TEXT:

□ □ □ □

And so began the Black Queer Travel Guide project. I spoke to over 20 Black queer activists and community organisers around the world, from Jamaica and Papua New Guinea to Nigeria, finding out about the daily precautions they take in their countries, the grassroots work they're doing in their communities and how they navigate life in their locations. This research was transformational and has been critical to the building of our initiative.
I carried out further research with a survey on Black queer people and travel. With 93 respondents, some of the key fears that were flagged were around being ‘visibly queer’ and therefore facing unprovoked attacks, public displays of affections, racial profiling and invasive searches at the airport. The survey found that 85% of Black queer people seek out information about being Black and queer when looking at potential destinations, while 90% of those surveyed believe that finding Black queer travel information is either ‘tricky but not impossible’ or simply ‘non-existent’. With such overwhelming figures, I decided that the issues Black queer travellers face cannot be maligned or dismissed any longer.
Put simply, we deserve a whole lot more than what we have been making use of to date. So many of us find ourselves trying to patch something together between heteronormative Black travel resources and extremely whitewashed gay travel reviews. We deserve a framework allowing Black queer travellers to read reviews and experiences from local people, discover Black queer-owned or Black queer-friendly businesses, link up with Black queer individuals who are happy to envelope fellow Black queer people within their community. We deserve an app.
In October 2020, I worked with a team of developers-in-training at the Tech For Better Programme to create a web app; all the jumbled research-informed ideas in my head were taken by the team and magically turned into a useful prototype. The web app is the first stage of what will eventually become an easily downloadable native phone app. That same month saw the launch of the Black Queer Travel Guide’s GoFundMe page to help get the project off the ground and begin commissioning Black queer creatives and writers. We’re now a core team of seven people working towards making the app a reality, once a far off dream.
Our aspirations also go beyond the app. As a CIC, BQTG is committed to the Black queer communities it will be serving and as a result, profits made will be going straight into our services and supporting local queer charities and organisations around the globe. Research with Black queer activists yielded lots of examples of how desperately support is needed by people who have been arrested and harassed by both the public and police. This year alone, we’ve watched on as queer Ghanaians and Nigerians have experienced grotqesque violence. We plan to support individuals like these through financial support for legal services and advocacy.
For many people, the pandemic has made our worlds feel incredibly small and stifling - this is an everyday reality for Black queer travellers like me. When the world begins to open up more, and we try to find a new normal again, I want the worlds of Black queer people to open up too. I want us to feel like we can safely explore the globe without looking over our shoulders at every point. Rather than operating from a place of scarcity and eliminating where we simply cannot go, the dream is that, one day, we’ll be so spoilt for choice, deliberating over where we’ll go next when this many options are available to us. That day is coming closer and closer, almost within reach.

□ □ □ □

EXTRACTED INFORMATION:
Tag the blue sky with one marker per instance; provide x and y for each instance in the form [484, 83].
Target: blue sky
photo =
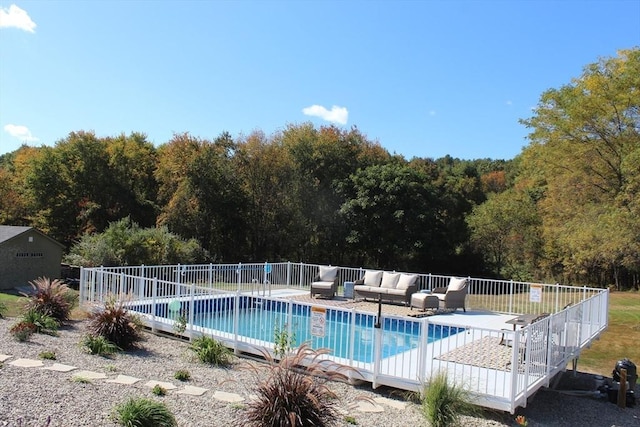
[423, 78]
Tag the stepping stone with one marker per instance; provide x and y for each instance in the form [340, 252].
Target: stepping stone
[164, 385]
[59, 367]
[227, 397]
[390, 402]
[124, 379]
[365, 406]
[193, 391]
[27, 363]
[90, 375]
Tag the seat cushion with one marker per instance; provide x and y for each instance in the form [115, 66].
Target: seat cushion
[322, 285]
[406, 280]
[455, 284]
[396, 292]
[389, 280]
[328, 274]
[372, 278]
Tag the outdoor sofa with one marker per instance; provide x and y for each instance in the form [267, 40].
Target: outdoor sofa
[325, 283]
[386, 286]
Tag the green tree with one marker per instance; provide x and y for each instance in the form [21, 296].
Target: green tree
[583, 157]
[124, 242]
[392, 215]
[505, 231]
[200, 192]
[84, 182]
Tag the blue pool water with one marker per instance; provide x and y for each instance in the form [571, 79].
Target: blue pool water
[260, 319]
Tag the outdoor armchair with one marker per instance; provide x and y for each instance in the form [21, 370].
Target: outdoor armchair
[453, 295]
[325, 283]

□ □ □ □

REQUIRED WORK:
A. In the Black Queer Travel Guide text, how many people responded to the survey on Black queer people and travel?
B. Name every country that the Black Queer Travel Guide text mentions by name.
C. Please copy the Black Queer Travel Guide text word for word from "For many people, the" up to and including "almost within reach.".
Rely on the Black Queer Travel Guide text alone.

RESPONSES FOR EACH TASK:
A. 93

B. Jamaica, Papua New Guinea, Nigeria

C.
For many people, the pandemic has made our worlds feel incredibly small and stifling - this is an everyday reality for Black queer travellers like me. When the world begins to open up more, and we try to find a new normal again, I want the worlds of Black queer people to open up too. I want us to feel like we can safely explore the globe without looking over our shoulders at every point. Rather than operating from a place of scarcity and eliminating where we simply cannot go, the dream is that, one day, we’ll be so spoilt for choice, deliberating over where we’ll go next when this many options are available to us. That day is coming closer and closer, almost within reach.